DOCUMENT SECTION:
For 2026 itself, it looks interesting. The WPIC expects a nearly balanced market with a small surplus. That’s different from the past years with deficits. Automotive demand is expected to decline by 3%, but the industrial sector could grow. And demand for bars and coins is expected to increase by 30-37%. That means regular investors like me will buy more than the industry sells.

Analysts are divided. Heraeus forecasts $1,300 to $1,800, Bank of America says $2,450, and Commerzbank predicts $1,800. That shows the uncertainty. Gold vs. platinum – that’s really an open question now.

Honestly, I see platinum as interesting for two groups. First: active traders who love volatility. With instruments like CFDs or futures, you can profit from the quick moves. But that’s not for the faint of heart. The volatility is extreme. Second: long-term investors looking to diversify their portfolio. Platinum has its own supply and demand dynamics. Sometimes it moves counter to stocks, which can be interesting as a hedge.

YOUR TASKS:
1 - In the platinum outlook text, condense the paragraph beginning "For 2026 itself" into a short bulleted list that keeps its main facts.
2 - Copy out, word for word, the rows starting at the one containing "Spot the snow bank." and ending at the one containing "0,213,700,450".

Box-labeled dataset extracts:
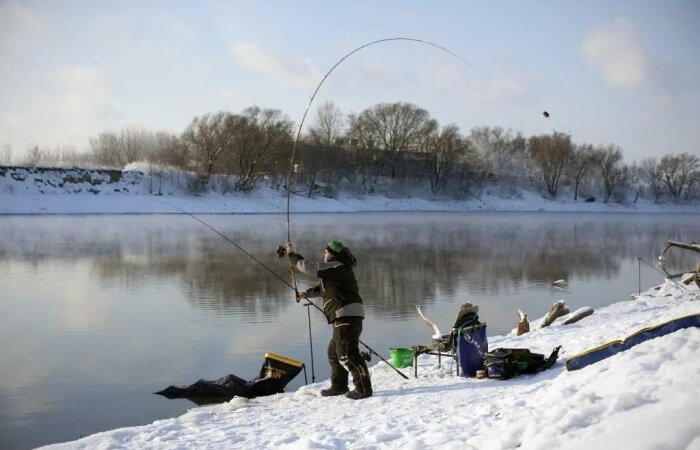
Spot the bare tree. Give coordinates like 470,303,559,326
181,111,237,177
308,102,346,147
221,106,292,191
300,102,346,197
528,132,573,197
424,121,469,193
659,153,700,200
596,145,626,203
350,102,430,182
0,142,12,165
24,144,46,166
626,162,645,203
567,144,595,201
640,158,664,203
...
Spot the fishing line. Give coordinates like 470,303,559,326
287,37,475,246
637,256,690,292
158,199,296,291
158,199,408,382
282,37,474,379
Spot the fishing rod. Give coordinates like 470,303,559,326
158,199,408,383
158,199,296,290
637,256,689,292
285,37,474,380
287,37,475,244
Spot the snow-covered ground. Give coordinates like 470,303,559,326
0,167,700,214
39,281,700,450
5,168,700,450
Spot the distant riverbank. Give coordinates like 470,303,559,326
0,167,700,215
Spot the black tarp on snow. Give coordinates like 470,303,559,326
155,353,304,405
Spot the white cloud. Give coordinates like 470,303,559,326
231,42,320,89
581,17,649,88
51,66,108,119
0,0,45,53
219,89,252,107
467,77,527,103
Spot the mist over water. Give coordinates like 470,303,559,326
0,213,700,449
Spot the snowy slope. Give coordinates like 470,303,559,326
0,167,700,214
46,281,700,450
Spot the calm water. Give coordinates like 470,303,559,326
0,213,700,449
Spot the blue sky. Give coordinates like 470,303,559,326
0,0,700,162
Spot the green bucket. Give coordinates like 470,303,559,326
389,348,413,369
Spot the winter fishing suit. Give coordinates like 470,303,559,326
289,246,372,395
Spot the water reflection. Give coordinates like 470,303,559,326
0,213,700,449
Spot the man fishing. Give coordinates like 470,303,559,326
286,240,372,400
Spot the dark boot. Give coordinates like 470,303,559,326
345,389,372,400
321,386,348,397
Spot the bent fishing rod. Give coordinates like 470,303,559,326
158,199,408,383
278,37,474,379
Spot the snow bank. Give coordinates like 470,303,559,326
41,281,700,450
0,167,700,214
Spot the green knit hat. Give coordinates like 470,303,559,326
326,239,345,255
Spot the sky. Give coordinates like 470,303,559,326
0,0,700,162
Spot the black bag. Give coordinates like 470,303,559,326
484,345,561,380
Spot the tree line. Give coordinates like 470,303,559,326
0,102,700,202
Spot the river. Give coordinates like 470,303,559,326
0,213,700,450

SET OF ANSWERS:
1 -
- The WPIC expects a nearly balanced platinum market in 2026, with a small surplus.
- This differs from the deficits of past years.
- Automotive demand is expected to fall by 3%, while the industrial sector could grow.
- Demand for bars and coins is expected to rise by 30-37%.
- As a result, regular investors would buy more than the industry sells.

2 -
Spot the snow bank. Give coordinates like 470,303,559,326
41,281,700,450
0,167,700,214
Spot the green knit hat. Give coordinates like 470,303,559,326
326,239,345,255
Spot the sky. Give coordinates like 470,303,559,326
0,0,700,162
Spot the black bag. Give coordinates like 470,303,559,326
484,345,561,380
Spot the tree line. Give coordinates like 470,303,559,326
0,102,700,202
Spot the river. Give coordinates like 470,303,559,326
0,213,700,450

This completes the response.